→ **TASKS AND EXERCISES**
A - From the excerpt on clickwrap agreements, list every setting in which it says such agreements are commonly used.
B - Please pull out the lines of the records starting with the line that contains "Question: Report the bounding box of the long" and going on through the line that contains "[184,131,207,136]", both included, and copy them unchanged.

This attempt failed in the district court as the plaintiff successfully claimed unawareness of the existence of any arbitration clauses. This put Uber’s legal team in a tight position.

However, during a separate sitting in an appeal court, the legal team was able to enforce arbitration, successfully proving that the customer was reasonably aware of the T&C notice, emphasizing its placement and conspicuousness.

The incident  highlights the struggles legal teams face with enforcing traditional web agreements. Enforcement remains the number one challenge legal teams face when handling web agreements, as users often claim unawareness of existing T&Cs during court proceedings.  Without a systematic way of securing unequivocal awareness during its execution, web agreements can put organizations at risk of non-compliance, severed relationships, and even financial losses.

Clickwrap agreements are structured to mitigate these risks by helping legal teams establish undisputable acknowledgement of T&Cs and successfully enforce contractual terms.

In this guide, we’ll dive into the details of clickwrap agreements, factors that impact their enforceability, and best practices for implementing them.

What are Clickwrap Agreements?

A clickwrap agreement, also known as a click-through agreement or a click-to-accept agreement, is a type of digital contract that requires users to actively indicate their acceptance of T&Cs before using a service, accessing content, or making a purchase. It is commonly used in online transactions, software installations, mobile applications, and website registrations.

→ **DATA SHOWN**
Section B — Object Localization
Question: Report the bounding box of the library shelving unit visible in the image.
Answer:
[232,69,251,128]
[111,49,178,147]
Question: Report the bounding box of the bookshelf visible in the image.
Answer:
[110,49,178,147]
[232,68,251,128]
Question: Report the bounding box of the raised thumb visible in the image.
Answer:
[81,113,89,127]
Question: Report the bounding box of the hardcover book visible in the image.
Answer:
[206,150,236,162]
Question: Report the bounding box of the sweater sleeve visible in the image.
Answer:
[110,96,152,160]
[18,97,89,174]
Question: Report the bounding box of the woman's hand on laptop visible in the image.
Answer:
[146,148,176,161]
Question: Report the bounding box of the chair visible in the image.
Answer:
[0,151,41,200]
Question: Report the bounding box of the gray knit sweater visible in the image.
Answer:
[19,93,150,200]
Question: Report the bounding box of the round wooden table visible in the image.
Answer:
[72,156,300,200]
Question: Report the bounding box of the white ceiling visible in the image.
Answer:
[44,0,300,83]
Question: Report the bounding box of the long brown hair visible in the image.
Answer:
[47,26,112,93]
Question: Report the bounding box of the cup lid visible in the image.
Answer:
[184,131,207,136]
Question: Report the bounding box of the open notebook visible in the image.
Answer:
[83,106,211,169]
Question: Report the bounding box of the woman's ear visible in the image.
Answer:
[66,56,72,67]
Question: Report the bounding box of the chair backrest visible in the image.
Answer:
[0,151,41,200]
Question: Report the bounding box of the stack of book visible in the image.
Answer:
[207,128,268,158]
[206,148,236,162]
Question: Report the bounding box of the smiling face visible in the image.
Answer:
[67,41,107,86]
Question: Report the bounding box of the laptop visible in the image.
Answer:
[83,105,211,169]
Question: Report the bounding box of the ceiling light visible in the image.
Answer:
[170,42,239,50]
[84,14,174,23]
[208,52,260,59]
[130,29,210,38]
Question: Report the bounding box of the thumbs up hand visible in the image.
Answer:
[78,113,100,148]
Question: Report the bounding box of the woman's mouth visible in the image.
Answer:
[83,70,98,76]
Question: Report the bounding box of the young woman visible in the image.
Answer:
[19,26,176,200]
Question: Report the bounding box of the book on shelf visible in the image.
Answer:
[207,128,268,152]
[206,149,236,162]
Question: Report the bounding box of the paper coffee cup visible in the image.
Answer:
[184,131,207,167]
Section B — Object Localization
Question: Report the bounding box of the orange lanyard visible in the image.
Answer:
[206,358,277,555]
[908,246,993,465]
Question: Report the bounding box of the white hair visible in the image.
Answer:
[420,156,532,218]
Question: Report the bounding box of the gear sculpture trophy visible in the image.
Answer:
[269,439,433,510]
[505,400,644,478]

→ **SOLUTIONS BELOW**
A - online transactions, software installations, mobile applications, website registrations

B -
Question: Report the bounding box of the long brown hair visible in the image.
Answer:
[47,26,112,93]
Question: Report the bounding box of the cup lid visible in the image.
Answer:
[184,131,207,136]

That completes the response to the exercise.